When I had an Abortion
Just after I turned 28, a little over 10 years ago now, I had an abortion. The guy who got me pregnant had raped me multiple times. I discovered a method called the “aspiration procedure,” available in New York where I lived, when I was researching online.
Before that, I thought abortion meant a choice between the pill or a D&C. Nobody told me there were more options.
At that time I was struggling to pay my $800 rent. The abortion was $1100 (in 2012). It was a total fluke that I happened to have the money, because of video footage I had recently been able to sell. Needless to say, most people can't afford such a steep emergency cost.
It didn't even qualify as a minor surgery. It took about 5 minutes and was mildly uncomfortable at worst. I had been about 4 weeks along. The physician told me that she had been trained to perform this procedure in the 1970s, and that it was globally-available. I remember she specifically mentioned it being accessible in Kenya.
But politically-motivated defunding chipped away at training initiatives in the United States, over a period of decades. She told me that if I hadn't been in New York, not only was there a lower likelihood that this method would've been provided, but that I probably wouldn't have known it exists.

_EXTRACTED INFORMATION_

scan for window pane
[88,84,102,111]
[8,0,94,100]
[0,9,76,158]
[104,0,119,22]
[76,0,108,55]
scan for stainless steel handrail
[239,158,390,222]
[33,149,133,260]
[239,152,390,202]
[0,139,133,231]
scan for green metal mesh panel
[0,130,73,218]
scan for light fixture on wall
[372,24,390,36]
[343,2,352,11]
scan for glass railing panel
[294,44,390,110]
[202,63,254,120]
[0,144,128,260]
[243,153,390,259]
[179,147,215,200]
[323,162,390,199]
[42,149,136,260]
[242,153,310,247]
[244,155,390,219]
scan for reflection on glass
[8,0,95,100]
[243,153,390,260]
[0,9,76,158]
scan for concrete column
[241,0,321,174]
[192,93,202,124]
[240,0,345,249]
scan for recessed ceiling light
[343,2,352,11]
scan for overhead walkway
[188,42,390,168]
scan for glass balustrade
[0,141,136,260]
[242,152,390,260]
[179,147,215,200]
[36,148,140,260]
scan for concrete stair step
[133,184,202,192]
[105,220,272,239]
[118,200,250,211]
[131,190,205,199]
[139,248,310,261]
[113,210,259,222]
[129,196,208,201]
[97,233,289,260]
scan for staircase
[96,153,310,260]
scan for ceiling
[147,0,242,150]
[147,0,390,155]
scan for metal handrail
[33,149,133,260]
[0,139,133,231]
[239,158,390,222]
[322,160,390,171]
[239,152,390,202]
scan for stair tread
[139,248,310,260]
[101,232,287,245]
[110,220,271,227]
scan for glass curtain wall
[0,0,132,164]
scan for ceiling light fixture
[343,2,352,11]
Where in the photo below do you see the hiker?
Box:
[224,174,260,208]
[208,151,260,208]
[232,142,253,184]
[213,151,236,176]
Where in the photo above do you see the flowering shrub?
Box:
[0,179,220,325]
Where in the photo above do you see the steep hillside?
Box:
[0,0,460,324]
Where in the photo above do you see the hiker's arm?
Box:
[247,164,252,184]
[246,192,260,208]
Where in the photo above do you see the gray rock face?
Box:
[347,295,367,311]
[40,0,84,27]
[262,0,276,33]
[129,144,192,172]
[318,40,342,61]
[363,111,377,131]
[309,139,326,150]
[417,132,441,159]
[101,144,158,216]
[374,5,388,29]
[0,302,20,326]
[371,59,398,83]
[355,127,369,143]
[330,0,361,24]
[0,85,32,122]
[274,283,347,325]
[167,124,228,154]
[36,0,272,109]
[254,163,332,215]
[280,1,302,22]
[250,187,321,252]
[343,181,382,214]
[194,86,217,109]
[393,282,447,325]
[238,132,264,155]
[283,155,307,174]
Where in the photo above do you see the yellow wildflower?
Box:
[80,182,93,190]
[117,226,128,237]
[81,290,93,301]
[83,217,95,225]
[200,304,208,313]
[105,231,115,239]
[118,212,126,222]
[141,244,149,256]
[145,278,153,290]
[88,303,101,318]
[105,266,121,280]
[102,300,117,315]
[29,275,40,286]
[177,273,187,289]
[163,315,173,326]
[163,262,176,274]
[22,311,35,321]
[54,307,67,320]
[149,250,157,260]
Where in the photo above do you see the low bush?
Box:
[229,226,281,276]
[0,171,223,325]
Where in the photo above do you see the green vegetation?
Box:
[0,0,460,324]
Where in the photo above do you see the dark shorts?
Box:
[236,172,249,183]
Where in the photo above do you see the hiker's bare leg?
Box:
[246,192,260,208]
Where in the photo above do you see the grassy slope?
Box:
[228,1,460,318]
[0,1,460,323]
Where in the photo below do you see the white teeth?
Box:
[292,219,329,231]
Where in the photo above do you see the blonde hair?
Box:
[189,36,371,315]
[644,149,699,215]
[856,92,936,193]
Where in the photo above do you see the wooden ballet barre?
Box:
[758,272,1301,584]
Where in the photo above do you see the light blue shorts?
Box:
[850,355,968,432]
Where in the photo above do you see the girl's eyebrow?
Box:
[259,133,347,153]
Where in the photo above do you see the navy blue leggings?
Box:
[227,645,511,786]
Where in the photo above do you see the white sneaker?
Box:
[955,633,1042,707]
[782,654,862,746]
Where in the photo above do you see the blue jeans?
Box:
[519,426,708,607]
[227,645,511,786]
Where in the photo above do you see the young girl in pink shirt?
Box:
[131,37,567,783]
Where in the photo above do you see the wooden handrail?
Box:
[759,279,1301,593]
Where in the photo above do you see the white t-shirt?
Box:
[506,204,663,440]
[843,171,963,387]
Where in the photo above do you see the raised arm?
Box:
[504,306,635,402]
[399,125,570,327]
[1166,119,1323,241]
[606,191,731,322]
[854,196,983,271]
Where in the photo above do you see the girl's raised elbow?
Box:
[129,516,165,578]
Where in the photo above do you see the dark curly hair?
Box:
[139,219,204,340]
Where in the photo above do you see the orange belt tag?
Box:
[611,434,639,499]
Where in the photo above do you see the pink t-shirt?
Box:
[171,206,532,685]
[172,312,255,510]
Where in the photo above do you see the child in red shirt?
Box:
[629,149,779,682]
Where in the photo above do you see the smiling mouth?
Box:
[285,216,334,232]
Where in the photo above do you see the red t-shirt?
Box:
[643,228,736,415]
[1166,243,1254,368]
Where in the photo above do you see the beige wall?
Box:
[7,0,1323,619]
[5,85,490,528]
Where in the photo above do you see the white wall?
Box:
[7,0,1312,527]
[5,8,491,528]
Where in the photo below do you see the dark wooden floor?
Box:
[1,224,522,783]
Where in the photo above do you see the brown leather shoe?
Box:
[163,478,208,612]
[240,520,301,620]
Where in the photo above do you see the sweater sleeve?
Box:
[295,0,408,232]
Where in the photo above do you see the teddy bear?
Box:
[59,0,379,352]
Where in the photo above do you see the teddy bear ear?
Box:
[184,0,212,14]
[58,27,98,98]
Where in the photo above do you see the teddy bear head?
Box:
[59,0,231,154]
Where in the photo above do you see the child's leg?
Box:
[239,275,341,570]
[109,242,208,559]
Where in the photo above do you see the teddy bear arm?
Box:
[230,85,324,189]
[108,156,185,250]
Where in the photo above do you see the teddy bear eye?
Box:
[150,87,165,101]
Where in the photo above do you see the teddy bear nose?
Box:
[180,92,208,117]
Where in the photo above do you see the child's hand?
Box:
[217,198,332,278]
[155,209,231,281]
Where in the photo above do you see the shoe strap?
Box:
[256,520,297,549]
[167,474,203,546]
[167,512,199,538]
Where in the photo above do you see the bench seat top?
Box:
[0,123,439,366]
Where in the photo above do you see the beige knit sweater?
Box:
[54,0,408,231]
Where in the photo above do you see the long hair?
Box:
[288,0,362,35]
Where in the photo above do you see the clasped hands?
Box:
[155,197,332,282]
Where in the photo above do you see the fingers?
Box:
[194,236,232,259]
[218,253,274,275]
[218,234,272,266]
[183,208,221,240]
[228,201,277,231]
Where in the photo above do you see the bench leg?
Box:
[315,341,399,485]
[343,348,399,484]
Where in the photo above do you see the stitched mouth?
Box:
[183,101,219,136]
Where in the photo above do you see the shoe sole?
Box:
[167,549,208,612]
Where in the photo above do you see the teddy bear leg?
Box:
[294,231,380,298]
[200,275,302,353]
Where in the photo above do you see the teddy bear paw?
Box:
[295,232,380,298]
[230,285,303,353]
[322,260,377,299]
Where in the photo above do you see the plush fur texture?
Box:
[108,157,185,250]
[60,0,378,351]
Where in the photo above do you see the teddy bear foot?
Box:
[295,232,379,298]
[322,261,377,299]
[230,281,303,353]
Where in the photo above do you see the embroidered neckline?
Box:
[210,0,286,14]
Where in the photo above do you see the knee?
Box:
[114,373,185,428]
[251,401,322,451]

_ASSIGNMENT A_
In the abortion account, how much did the abortion cost?
_ASSIGNMENT B_
In the abortion account, rewrite the stretch from "It didn't even" through "known it exists.", switching "physician" to "doctor".
_ASSIGNMENT C_
Carry on the abortion account from its last sentence.

_RESPONSE BOX A_
It cost $1100, in 2012.

_RESPONSE BOX B_
It didn't even qualify as a minor surgery. It took about 5 minutes and was mildly uncomfortable at worst. I had been about 4 weeks along. The doctor told me that she had been trained to perform this procedure in the 1970s, and that it was globally-available. I remember she specifically mentioned it being accessible in Kenya.
But politically-motivated defunding chipped away at training initiatives in the United States, over a period of decades. She told me that if I hadn't been in New York, not only was there a lower likelihood that this method would've been provided, but that I probably wouldn't have known it exists.

_RESPONSE BOX C_
I remember moving through multiple layers of rage about the entirety of it all. The effects of the rapes took many years, and many hours of Vipassana, to release and heal. The blustering ignorance of our governmental institutions still roils. In my personal experience, abortion was so so not a big deal.
And that's just it - this was my personal experience. Deciding to get an abortion had been my personal choice, and the means my prerogative. Getting an abortion was what was right for me given the circumstances at that time in my life.
Everyone who can become pregnant deserves that same degree of autonomy over zir own physical destiny. Everyone who can't become pregnant does as well.
Recent events have reminded me of the quote attributed to Florynce Kennedy (often falsely credited to Gloria Steinem): “If men could get pregnant, abortion would be a sacrament.” And I've thought many times about the dedication in Steinem's book, My Life on The Road:
It always makes me cry. I feel so grateful to her, for all of the work she and Flo and their contemporaries did to make society less horrific for the people who've followed. For women like me.
I founded Seeds the next year, in 2013. We've helped people in need in 29 countries since. Though there are obvious man-made shackles still binding us - late-stage capitalism being one of the most pervasive - I've been able to do what I want with my life in a manner and to a degree that women for many thousands of years couldn't dream. And I intend to keep trying to move things forward, until the last of these confines are relegated to history.
If you, or anyone you know, is in need of funds to cover an abortion, you can use the Seeds ecosystem to ask for help, and you can do so anonymously if you prefer.
Those who have the means and the volition can give to 40 local abortion funds located in the states most hostile to them (according to the Center for Reproductive Rights). As ever, you'll receive SEEDS cryptocurrency in thanks.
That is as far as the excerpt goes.